§ INSTRUCTIONS FOR THE TASK: Print only the line with "For the dark wood" and the lines after it, ending with the last line of the material, each exactly as it stands.

— begin EXTRACTED MATERIAL —

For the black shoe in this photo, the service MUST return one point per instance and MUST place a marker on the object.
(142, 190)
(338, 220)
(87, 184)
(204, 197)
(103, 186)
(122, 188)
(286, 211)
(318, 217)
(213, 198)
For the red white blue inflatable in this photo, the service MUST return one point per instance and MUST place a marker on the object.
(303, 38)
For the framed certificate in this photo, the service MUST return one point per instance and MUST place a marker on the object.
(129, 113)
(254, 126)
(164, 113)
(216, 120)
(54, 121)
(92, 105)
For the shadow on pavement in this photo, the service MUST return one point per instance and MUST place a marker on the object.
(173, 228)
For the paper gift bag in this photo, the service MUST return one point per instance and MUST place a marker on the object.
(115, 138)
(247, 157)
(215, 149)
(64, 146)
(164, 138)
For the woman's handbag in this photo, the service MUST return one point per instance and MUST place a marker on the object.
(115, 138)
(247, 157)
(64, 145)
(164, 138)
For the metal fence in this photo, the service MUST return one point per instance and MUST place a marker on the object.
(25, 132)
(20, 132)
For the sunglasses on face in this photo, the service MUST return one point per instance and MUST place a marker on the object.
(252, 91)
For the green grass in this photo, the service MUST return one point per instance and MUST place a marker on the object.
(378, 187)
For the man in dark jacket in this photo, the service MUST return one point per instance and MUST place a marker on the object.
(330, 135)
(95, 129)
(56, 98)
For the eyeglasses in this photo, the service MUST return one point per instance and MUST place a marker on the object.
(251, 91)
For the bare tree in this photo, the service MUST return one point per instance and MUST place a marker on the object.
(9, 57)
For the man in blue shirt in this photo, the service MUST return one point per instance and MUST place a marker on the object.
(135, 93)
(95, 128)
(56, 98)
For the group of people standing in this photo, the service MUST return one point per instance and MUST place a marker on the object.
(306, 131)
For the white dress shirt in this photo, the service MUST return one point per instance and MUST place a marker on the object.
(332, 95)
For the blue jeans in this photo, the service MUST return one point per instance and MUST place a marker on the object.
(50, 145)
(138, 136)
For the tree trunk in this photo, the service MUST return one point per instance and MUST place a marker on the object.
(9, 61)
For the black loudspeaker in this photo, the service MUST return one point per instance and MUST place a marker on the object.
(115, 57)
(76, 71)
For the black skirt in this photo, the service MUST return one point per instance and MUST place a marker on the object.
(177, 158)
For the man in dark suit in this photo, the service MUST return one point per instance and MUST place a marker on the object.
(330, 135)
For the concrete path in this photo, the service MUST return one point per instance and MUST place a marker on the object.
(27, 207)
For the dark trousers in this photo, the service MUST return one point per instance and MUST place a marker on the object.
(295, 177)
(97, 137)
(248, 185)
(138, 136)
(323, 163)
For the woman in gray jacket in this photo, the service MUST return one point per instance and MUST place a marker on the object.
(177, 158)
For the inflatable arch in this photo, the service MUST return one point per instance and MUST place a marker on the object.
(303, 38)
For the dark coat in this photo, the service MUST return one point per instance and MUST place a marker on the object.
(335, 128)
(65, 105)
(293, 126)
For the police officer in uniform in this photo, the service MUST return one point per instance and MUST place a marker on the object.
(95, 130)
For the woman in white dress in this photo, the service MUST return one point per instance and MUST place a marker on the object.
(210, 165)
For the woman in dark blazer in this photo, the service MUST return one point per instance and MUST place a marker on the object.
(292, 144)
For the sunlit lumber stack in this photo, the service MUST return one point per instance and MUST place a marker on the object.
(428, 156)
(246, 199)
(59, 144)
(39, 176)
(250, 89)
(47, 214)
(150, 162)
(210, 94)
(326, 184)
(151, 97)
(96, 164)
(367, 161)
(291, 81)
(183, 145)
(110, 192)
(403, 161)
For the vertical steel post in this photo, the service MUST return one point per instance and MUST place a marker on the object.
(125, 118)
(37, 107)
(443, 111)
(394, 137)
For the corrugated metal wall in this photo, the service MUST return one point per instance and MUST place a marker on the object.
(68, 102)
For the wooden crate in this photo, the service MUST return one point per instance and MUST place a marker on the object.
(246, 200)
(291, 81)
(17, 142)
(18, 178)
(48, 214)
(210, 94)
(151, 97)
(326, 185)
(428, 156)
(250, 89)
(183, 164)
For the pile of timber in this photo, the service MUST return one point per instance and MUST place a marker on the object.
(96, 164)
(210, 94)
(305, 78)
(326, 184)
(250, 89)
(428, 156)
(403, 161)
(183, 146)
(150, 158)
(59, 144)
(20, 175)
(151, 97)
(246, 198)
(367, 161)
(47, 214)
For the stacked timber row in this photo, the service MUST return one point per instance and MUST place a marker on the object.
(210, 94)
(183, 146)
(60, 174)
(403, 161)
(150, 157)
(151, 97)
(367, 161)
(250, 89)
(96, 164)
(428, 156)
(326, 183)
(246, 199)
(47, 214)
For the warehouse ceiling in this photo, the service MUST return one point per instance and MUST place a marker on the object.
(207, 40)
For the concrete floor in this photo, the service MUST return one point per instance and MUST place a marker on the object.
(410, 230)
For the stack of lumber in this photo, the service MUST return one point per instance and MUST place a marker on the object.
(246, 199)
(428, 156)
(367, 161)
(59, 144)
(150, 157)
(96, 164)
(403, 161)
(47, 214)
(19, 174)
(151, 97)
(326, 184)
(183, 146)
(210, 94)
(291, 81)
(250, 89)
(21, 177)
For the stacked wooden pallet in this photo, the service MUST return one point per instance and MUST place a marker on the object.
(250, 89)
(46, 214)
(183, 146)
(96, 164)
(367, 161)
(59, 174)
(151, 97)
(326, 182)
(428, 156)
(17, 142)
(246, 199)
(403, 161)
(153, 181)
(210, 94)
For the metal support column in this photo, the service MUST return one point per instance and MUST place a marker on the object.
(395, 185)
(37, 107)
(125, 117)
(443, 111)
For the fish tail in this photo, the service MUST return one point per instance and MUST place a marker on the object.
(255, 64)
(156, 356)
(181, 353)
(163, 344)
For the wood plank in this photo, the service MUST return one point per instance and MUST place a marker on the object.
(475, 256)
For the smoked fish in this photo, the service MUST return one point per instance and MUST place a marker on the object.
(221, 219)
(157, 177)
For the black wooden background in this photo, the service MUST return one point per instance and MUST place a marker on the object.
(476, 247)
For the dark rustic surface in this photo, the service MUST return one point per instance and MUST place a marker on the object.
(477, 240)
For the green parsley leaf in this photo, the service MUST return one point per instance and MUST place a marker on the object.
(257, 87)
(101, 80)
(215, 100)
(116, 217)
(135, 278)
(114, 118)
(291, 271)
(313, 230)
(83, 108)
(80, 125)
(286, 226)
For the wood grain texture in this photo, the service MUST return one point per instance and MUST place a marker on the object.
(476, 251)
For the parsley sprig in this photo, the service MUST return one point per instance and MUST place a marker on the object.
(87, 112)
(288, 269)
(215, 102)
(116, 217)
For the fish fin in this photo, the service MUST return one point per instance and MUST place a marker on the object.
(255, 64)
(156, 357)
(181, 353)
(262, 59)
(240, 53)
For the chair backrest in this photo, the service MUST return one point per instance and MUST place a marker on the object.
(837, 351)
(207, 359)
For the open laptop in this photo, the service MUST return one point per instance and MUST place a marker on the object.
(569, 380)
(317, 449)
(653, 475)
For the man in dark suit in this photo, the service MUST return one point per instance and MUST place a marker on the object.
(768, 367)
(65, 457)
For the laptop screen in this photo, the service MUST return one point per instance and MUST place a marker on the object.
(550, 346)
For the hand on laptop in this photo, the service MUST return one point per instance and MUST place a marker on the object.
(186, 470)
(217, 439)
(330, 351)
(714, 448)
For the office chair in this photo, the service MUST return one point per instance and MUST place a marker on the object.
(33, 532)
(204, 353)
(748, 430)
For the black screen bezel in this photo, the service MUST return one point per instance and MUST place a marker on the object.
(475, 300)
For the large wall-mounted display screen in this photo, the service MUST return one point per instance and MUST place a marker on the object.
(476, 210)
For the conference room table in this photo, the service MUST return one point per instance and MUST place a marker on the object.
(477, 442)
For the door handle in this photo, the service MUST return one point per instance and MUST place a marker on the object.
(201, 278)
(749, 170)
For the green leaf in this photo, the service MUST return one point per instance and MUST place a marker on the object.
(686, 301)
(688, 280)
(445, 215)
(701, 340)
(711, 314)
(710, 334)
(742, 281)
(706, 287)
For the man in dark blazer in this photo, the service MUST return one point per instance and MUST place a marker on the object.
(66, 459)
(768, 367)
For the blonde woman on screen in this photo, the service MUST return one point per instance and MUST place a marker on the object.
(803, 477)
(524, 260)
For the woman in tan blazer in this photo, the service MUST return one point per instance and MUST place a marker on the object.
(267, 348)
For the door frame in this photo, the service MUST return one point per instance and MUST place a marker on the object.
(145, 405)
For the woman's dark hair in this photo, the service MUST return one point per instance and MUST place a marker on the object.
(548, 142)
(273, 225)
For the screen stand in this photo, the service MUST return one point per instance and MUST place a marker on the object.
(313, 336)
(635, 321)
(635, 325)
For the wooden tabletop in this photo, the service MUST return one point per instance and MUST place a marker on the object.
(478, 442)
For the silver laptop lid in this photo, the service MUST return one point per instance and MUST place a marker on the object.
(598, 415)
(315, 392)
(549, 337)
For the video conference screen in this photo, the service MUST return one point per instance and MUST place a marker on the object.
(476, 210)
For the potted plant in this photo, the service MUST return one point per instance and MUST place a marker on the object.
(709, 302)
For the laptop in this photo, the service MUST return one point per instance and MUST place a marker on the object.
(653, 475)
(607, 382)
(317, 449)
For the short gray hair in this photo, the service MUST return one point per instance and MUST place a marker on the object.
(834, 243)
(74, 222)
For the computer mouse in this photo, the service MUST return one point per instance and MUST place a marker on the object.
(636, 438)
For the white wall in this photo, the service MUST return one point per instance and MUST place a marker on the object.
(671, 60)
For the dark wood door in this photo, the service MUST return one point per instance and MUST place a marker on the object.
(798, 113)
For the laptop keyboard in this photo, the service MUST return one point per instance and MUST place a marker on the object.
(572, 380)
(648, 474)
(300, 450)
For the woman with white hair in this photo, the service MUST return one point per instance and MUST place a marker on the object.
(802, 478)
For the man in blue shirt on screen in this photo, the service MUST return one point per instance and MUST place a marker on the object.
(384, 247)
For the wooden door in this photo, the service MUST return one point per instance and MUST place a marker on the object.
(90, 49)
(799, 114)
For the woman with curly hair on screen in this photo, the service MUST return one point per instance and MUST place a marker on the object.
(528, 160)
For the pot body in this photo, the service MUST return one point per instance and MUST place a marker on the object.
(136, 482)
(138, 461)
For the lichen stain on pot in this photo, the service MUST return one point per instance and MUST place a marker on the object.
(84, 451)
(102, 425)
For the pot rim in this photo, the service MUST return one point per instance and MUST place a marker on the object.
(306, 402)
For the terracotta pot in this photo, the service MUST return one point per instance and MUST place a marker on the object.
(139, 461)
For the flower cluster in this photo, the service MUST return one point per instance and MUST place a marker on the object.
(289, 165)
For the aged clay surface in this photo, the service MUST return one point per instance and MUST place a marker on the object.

— end EXTRACTED MATERIAL —

§ TASK OUTPUT:
For the dark wood door in this photo, the service MUST return one point per instance and MUST place a marker on the object.
(798, 113)
For the laptop keyboard in this photo, the service MUST return one point per instance and MUST place a marker on the object.
(572, 380)
(648, 474)
(300, 450)
For the woman with white hair in this photo, the service MUST return one point per instance and MUST place a marker on the object.
(802, 478)
For the man in blue shirt on screen in this photo, the service MUST return one point per instance and MUST place a marker on the object.
(384, 247)
For the wooden door in this photo, the service MUST return one point per instance and MUST place a marker on the object.
(90, 49)
(799, 114)
For the woman with curly hair on screen in this photo, the service MUST return one point per instance and MUST place a marker on the object.
(528, 160)
For the pot body in this photo, the service MUST return one point per instance and MUST place a marker on the object.
(136, 482)
(138, 461)
For the lichen stain on pot in this photo, the service MUST return one point per instance and MUST place a marker on the object.
(84, 451)
(102, 425)
For the pot rim in this photo, the service MUST return one point per instance and MUST place a marker on the object.
(306, 402)
For the terracotta pot in this photo, the service MUST return one point per instance and MUST place a marker on the object.
(139, 461)
For the flower cluster in this photo, the service MUST return one point per instance and MUST place a marker on the object.
(289, 165)
For the aged clay surface in this photo, the service MUST return one point per instance and MUST place a marker on the object.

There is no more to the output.